[Instrucciones]
**1.** ¿Cómo se titula la biografía de John Sutherland citada en el texto sobre el olfato de Orwell?
**2.** Prosiga el texto sobre el olfato de Orwell a partir de su última oración.

[Texto proporcionado]
A George Orwell se lo conoce por su pesadilla distópica 1984, por su fábula política Rebelión en la granja y sus ensayos periodísticos. También por haber sido alumno de Aldous Huxley, por haber combatido en la Guerra Civil española y haber sufrido los azotes de la tuberculosis.
Lo que quizás muchos no sepan es que este hombre de ideas firmes era un verdadero virtuoso nasal. Como revela su biógrafo John Sutherland en Orwell’s Nose: A Pathological Biography, el escritor y periodista británico había nacido con un sentido del olfato inusualmente agudo que le sirvió no solo para estar muy atento a esta dimensión oculta de la realidad, sino en especial para denunciar cómo los olores mismos oficiaban de ring en los que en silencio se disputaba la lucha social en Europa.
En el relato El camino a Wigan Pier (1937), señala: "Y aquí llegamos al verdadero secreto de las distinciones de clase en Occidente, a la verdadera razón por la cual un europeo de origen burgués, aun cuando se llame comunista, no puede considerar igual a él a un trabajador sin hacer un gran esfuerzo. La cosa puede resumirse en cuatro espantosas palabras que la gente hoy en día se resiste a pronunciar, pero que se usaban con toda tranquilidad cuando yo era niño. Estas palabras eran: «Las clases bajas huelen»".
Orwell no se hubiera imaginado entonces que 90 años después un director surcoreano exploraría los mismos temas y, al hacerlo, lo contradiría: los prejuicios olfativos también son cosa de Oriente.

[Datos]
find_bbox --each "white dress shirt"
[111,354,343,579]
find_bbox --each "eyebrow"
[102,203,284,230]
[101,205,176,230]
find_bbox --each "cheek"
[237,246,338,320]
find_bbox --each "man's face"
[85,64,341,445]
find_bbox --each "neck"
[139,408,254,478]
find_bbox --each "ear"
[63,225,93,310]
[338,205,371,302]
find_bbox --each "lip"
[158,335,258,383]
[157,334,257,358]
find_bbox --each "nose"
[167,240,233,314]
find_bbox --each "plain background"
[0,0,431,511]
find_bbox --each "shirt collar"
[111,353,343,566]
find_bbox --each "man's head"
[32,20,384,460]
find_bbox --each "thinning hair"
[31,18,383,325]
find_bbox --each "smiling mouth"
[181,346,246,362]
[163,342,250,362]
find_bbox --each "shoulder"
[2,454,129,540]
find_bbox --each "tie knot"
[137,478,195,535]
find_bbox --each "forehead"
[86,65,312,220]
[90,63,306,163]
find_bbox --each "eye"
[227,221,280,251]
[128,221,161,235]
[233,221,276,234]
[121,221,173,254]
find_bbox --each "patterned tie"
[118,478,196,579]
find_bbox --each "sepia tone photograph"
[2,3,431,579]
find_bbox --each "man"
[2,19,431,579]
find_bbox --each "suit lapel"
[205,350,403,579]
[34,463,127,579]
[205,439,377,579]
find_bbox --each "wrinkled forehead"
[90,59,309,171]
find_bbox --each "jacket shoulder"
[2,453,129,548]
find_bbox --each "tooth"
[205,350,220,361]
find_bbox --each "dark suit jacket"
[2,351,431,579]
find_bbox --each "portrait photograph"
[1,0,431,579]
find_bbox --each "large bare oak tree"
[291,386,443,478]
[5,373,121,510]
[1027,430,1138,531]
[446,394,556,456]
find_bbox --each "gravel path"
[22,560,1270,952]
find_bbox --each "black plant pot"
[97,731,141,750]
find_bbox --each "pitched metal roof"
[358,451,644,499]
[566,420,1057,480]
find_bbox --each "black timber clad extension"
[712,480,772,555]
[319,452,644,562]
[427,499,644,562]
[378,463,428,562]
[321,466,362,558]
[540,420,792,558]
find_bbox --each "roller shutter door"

[Resultados]
**1.** Orwell’s Nose: A Pathological Biography.

**2.**
En su película Parasite (2019) –"una comedia sin payasos, una tragedia sin villanos", según Bong Joon-ho–, el olor corporal funciona como una herramienta aguda para mostrar las brechas de clase. En este caso, entre una familia excesivamente rica –los Park– que desprecian el olor de los integrantes de otra familia miserablemente pobre –los Kim–, que vive en uno de los sórdidos semisótanos conocidos como "banjiha" en Seúl: construidos en los 70 para funcionar como búnkeres en caso de una emergencia nacional, allí la luz solar apenas ingresa y el rey es el moho que crece en la pared. No importa cuántas veces laven la ropa, ni cuánto esfuerzo ponga en encajar al imitar los modales y las actitudes de los privilegiados: nunca se libran de esta marca. Siempre huelen mal. "Como si la pobreza no fuera solo la ausencia de dinero, sino una sensación física", escribió Paul Auster en La invención de la soledad.
Los prejuicios de clase denunciados en su momento por Orwell y reflotados por Bong son antiguos. A partir del siglo XVIII, en la literatura comienzan a aparecer menciones de los "olores sociales": antropólogos se empecinaron en analizar toda clase de amenazas invisibles como el olor del anciano, del borracho, del obrero, de los solteros, el hedor del gangrenoso y del marinero. Reales o imaginados, estas emanaciones operaban como marcadores de identidad. Fueron usadas tanto para legitimar desigualdades y la estratificación de clase como para justificar la segregación y aniquilación: menciones al "olor del judío" se encuentran en el discurso nazi; referencias al "olor del negro" impulsaron casos de discriminación en Estados Unidos y Brasil, como ocurre también con el "olor al inmigrante" o el "olor del refugiado".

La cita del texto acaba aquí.